(RECORD EXCERPTS)
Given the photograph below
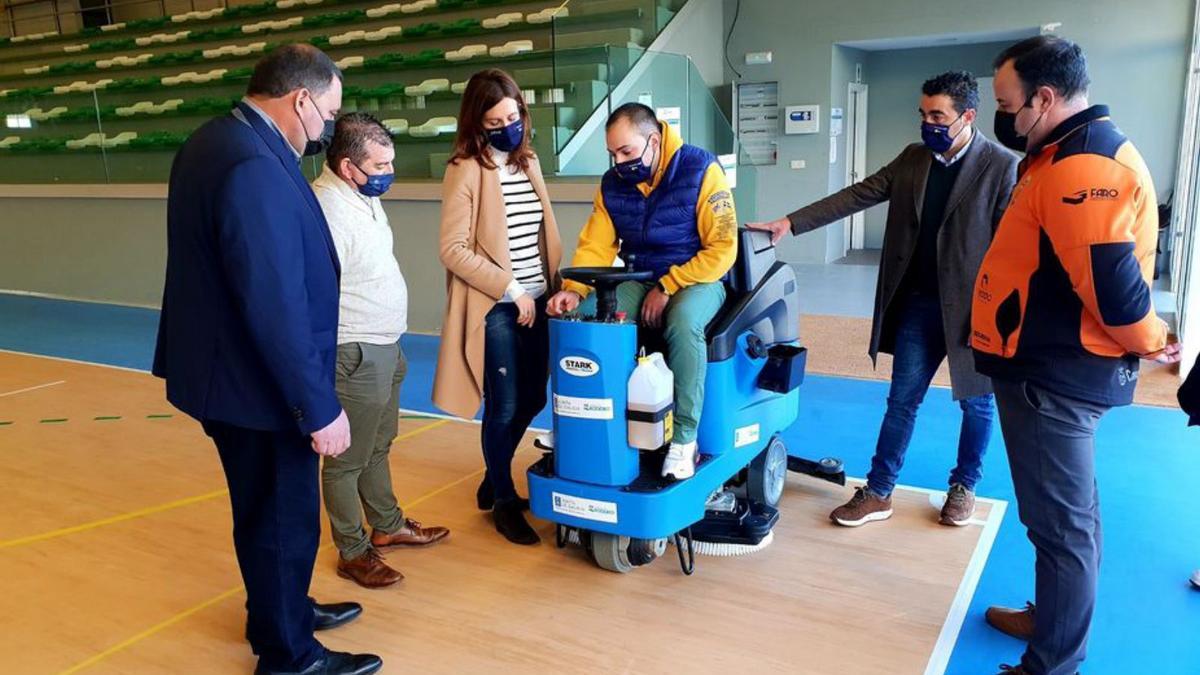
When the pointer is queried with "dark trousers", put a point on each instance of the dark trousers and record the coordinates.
(919, 351)
(276, 529)
(1051, 452)
(515, 375)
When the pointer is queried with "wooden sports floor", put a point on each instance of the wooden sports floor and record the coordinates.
(115, 555)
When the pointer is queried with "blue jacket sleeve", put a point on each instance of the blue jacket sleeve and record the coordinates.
(262, 252)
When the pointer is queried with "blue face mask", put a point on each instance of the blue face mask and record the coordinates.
(635, 171)
(937, 136)
(507, 138)
(376, 185)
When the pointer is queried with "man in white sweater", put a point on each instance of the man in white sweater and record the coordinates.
(372, 316)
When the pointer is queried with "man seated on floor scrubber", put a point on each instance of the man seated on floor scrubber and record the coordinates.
(665, 207)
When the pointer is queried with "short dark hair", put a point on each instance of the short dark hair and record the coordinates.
(639, 114)
(1048, 60)
(959, 85)
(291, 67)
(352, 133)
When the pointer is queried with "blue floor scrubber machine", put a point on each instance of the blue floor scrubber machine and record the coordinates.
(607, 495)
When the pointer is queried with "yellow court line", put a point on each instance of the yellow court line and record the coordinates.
(160, 508)
(150, 631)
(112, 520)
(162, 626)
(28, 389)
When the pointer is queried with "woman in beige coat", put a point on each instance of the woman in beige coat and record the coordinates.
(501, 248)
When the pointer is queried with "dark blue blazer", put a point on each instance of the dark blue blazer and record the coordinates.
(249, 326)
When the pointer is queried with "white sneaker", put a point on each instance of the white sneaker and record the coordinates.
(681, 461)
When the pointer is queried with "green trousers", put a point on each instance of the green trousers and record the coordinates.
(358, 481)
(687, 316)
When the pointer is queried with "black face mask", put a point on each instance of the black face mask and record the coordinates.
(318, 145)
(1006, 129)
(322, 143)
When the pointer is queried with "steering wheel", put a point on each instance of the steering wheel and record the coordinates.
(605, 281)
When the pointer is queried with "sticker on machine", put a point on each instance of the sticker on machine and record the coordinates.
(579, 366)
(587, 509)
(745, 436)
(582, 408)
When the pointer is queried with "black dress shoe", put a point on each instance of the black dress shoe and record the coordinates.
(335, 614)
(334, 663)
(511, 523)
(327, 616)
(485, 499)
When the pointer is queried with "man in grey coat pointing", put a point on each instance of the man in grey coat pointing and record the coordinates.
(946, 197)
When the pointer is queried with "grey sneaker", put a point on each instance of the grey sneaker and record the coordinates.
(864, 507)
(959, 506)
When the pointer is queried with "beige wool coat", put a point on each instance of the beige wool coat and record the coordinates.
(474, 250)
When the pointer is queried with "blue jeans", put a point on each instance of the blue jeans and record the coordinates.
(515, 374)
(919, 351)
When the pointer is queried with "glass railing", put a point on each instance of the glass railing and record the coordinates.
(671, 84)
(119, 114)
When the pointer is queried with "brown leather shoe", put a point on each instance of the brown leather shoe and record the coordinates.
(1015, 622)
(412, 535)
(864, 507)
(959, 507)
(367, 571)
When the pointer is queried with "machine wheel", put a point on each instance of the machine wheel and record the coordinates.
(831, 466)
(645, 551)
(611, 551)
(767, 475)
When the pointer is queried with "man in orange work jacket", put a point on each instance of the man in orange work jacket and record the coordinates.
(1062, 312)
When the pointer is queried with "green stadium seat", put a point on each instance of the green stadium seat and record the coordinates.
(460, 27)
(124, 61)
(467, 52)
(162, 37)
(379, 12)
(503, 21)
(418, 6)
(82, 87)
(383, 34)
(511, 48)
(39, 114)
(547, 15)
(234, 51)
(427, 88)
(396, 126)
(346, 37)
(198, 15)
(435, 127)
(351, 63)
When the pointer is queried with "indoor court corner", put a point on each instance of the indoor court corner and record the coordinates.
(907, 159)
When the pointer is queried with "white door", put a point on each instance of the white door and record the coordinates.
(856, 157)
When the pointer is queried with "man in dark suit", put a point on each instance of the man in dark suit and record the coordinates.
(946, 197)
(247, 340)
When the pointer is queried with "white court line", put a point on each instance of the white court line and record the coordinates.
(64, 359)
(949, 635)
(28, 389)
(947, 638)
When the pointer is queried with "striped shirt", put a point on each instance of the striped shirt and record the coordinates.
(522, 208)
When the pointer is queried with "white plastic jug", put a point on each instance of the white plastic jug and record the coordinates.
(651, 404)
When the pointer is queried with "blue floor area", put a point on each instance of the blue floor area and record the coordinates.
(1147, 619)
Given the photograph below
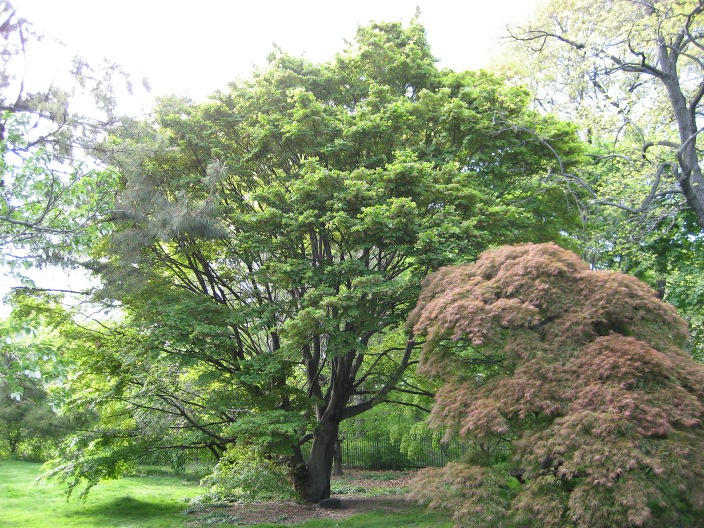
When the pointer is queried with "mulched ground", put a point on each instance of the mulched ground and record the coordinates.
(383, 491)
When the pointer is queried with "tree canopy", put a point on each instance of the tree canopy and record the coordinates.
(267, 243)
(631, 72)
(574, 386)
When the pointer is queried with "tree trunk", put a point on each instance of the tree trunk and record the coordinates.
(320, 462)
(337, 460)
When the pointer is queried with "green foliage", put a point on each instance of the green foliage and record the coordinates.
(588, 386)
(243, 474)
(268, 240)
(53, 196)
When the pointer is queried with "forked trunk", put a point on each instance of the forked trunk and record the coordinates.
(337, 460)
(320, 462)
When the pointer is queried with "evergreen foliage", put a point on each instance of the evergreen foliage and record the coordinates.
(582, 373)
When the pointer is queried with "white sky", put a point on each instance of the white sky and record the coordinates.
(195, 47)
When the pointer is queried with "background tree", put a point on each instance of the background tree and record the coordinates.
(639, 64)
(269, 239)
(573, 384)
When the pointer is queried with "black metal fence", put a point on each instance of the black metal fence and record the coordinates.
(381, 452)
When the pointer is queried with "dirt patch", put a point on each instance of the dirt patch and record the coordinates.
(294, 513)
(359, 492)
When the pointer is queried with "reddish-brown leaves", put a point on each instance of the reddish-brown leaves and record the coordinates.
(583, 370)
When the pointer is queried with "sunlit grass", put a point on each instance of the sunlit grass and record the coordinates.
(144, 502)
(152, 500)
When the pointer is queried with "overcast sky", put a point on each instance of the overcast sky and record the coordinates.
(197, 47)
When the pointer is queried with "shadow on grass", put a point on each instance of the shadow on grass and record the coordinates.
(128, 508)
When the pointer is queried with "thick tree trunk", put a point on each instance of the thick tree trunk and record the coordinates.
(690, 176)
(337, 460)
(320, 462)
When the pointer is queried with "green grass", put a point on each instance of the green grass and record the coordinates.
(414, 518)
(144, 502)
(153, 499)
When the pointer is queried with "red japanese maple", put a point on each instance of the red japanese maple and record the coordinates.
(573, 383)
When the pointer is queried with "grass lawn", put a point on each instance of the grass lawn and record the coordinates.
(153, 501)
(144, 502)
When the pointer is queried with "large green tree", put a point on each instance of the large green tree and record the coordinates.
(268, 240)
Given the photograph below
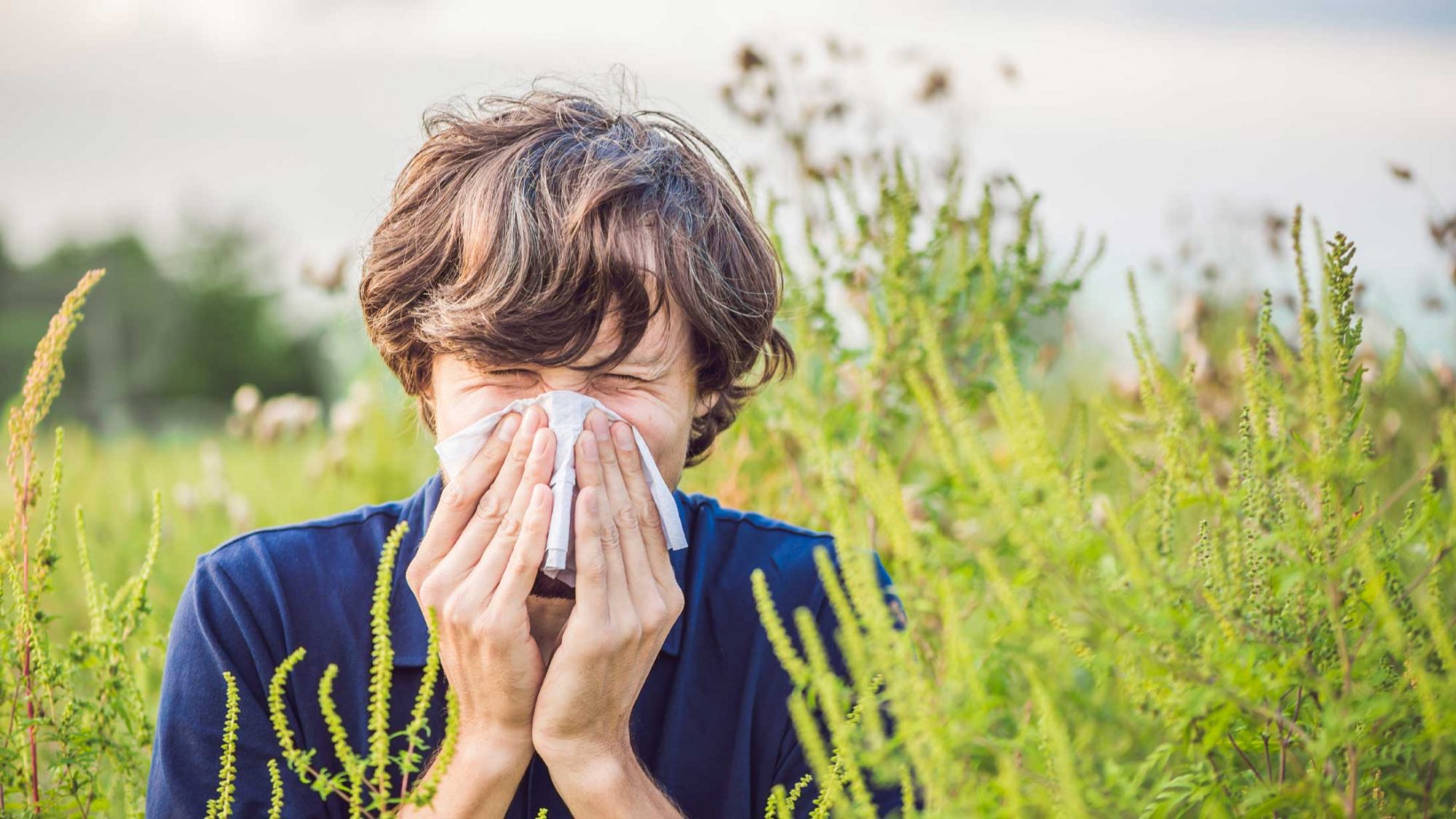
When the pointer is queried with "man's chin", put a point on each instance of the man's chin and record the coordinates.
(551, 587)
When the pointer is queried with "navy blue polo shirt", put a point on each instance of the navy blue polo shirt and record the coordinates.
(711, 723)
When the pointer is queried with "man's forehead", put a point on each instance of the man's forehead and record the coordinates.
(660, 341)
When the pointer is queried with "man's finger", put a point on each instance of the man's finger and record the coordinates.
(592, 566)
(531, 550)
(634, 474)
(487, 573)
(459, 500)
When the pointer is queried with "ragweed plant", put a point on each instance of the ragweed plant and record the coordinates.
(365, 780)
(78, 727)
(1263, 625)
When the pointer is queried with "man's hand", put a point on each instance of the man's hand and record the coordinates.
(627, 602)
(475, 567)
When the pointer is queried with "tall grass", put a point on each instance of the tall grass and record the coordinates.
(1228, 593)
(1152, 608)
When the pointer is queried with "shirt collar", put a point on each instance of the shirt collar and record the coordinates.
(410, 634)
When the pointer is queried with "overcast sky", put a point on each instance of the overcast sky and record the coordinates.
(1131, 117)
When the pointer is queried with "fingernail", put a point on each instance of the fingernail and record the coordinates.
(509, 424)
(622, 435)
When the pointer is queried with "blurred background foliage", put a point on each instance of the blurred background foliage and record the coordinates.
(174, 337)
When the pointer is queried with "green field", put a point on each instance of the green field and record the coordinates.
(1227, 592)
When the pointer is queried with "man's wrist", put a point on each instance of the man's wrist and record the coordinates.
(494, 753)
(614, 781)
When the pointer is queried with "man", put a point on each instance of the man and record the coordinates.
(537, 244)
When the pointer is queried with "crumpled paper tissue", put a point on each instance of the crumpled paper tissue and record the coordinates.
(567, 417)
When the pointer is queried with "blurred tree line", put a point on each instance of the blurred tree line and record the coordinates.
(170, 337)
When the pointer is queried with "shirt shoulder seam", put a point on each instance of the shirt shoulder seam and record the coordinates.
(304, 525)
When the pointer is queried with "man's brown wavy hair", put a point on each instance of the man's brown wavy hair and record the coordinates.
(518, 229)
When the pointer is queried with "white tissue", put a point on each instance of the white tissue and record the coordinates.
(567, 416)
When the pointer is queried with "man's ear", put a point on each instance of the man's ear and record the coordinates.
(705, 403)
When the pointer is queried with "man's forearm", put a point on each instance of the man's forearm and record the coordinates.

(DESCRIPTION OF THE TASK) Beginning with the line that holds "wavy hair and record the coordinates.", copy the entries exactly to their last line, and leave out every earlier line.

(YOUR RESPONSE)
When the pointer is queried with "man's brown wavy hair", put a point on each instance of the man's brown wavy hair and record the coordinates.
(518, 229)
When the pointer is queried with "white tissue", put a point on each instance of the white tissue and record the coordinates.
(567, 416)
When the pointer is queried with "man's ear", put a point on each instance of the man's ear and record the coordinates.
(705, 403)
When the pointer is queried with "man's forearm", put a point on each instance of the man's forearm and record the coordinates.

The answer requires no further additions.